§ Work to be completed
Report each line of the data that contains the string "door".

§ Exercise input

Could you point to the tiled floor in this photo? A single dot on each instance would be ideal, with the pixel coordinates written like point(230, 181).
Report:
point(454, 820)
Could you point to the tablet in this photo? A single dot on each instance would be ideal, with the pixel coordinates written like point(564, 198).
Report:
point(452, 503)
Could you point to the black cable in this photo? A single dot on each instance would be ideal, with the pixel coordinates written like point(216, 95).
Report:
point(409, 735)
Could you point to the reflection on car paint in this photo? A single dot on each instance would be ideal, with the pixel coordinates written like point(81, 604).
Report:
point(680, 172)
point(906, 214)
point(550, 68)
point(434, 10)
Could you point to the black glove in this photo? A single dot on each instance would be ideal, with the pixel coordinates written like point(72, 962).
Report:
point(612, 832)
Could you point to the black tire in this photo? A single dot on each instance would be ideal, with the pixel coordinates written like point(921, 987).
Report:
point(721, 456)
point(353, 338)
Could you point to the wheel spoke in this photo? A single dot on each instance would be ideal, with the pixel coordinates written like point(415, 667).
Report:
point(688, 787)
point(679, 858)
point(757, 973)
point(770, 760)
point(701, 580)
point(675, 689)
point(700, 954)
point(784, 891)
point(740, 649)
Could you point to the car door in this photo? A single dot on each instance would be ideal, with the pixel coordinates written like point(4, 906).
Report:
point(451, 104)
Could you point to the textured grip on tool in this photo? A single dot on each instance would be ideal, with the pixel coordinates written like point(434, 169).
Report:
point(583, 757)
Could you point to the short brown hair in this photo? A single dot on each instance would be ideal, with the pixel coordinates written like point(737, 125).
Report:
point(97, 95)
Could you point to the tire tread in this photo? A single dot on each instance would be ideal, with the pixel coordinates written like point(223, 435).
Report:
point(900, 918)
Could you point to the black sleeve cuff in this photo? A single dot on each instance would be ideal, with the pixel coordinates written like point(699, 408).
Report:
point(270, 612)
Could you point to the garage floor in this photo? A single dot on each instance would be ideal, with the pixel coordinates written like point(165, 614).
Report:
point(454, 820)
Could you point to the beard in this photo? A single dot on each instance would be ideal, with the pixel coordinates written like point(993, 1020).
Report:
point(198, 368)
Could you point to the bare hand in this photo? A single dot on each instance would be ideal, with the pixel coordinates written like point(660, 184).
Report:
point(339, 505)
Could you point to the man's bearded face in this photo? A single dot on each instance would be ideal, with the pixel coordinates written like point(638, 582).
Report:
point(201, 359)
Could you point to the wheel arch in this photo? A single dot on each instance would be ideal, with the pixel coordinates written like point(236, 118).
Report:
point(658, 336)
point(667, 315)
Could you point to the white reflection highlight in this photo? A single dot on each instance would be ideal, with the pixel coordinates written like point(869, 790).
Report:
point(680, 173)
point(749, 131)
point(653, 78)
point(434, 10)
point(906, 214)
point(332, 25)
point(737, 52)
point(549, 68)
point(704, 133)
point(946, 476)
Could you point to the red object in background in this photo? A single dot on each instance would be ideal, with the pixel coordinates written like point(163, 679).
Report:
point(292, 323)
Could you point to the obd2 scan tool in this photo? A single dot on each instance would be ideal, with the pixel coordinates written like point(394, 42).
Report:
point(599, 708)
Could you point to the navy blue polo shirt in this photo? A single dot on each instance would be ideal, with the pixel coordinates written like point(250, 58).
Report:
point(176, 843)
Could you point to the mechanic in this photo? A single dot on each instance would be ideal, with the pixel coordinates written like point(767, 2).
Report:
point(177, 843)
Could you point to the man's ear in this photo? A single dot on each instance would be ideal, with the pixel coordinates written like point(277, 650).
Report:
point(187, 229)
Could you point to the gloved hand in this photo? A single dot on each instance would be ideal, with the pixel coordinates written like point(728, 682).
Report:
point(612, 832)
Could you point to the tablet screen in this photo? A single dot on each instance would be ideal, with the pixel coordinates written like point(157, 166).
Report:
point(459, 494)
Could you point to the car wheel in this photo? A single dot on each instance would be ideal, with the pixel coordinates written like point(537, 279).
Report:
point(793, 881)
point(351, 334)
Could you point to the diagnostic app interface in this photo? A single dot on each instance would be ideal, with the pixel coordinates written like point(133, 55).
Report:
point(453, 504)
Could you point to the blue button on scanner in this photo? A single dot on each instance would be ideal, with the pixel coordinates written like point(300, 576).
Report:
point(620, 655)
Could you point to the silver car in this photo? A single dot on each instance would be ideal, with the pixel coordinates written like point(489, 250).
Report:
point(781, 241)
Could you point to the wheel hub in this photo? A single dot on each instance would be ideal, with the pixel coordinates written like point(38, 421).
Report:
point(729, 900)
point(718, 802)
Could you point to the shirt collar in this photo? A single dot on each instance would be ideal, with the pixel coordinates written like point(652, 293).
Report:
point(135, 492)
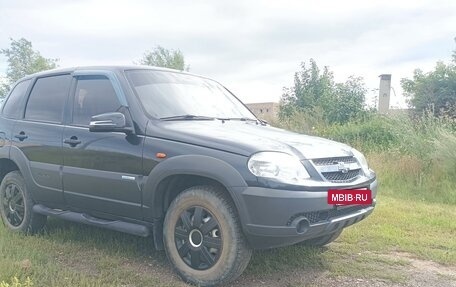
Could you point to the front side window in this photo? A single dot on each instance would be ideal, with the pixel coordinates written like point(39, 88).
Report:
point(94, 95)
point(14, 105)
point(47, 99)
point(168, 94)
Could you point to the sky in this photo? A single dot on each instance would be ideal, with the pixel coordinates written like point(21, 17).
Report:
point(252, 47)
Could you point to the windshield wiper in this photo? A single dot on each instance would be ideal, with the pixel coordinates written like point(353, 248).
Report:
point(239, 119)
point(187, 118)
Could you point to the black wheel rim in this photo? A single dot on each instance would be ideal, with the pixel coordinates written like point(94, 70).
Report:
point(198, 238)
point(13, 204)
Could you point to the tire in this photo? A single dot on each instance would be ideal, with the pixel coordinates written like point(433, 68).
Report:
point(322, 240)
point(203, 238)
point(16, 206)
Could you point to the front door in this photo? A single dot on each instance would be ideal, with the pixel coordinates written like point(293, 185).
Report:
point(102, 170)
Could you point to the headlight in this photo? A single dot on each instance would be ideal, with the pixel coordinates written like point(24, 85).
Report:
point(362, 161)
point(277, 165)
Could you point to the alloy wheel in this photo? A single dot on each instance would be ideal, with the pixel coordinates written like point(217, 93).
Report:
point(198, 238)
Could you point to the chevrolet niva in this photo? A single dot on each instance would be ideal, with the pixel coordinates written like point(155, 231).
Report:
point(171, 155)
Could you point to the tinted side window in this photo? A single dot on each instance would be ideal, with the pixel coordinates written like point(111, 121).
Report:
point(94, 95)
point(47, 99)
point(13, 107)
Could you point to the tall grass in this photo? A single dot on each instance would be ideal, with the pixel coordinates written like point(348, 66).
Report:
point(414, 157)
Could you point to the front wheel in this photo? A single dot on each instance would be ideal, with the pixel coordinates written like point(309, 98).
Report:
point(16, 205)
point(203, 238)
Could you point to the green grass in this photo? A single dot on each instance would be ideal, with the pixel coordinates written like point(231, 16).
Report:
point(76, 255)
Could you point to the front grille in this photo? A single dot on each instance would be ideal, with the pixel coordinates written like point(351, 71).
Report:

§ Completed exercise
Could you point to the car door in this photo? A single dot on each instance would be ideal, with the pixel coordinates written like point(4, 906).
Could you point to the front door in this photo? A single dot on each instance would be ideal, with the pixel coordinates written like point(293, 185).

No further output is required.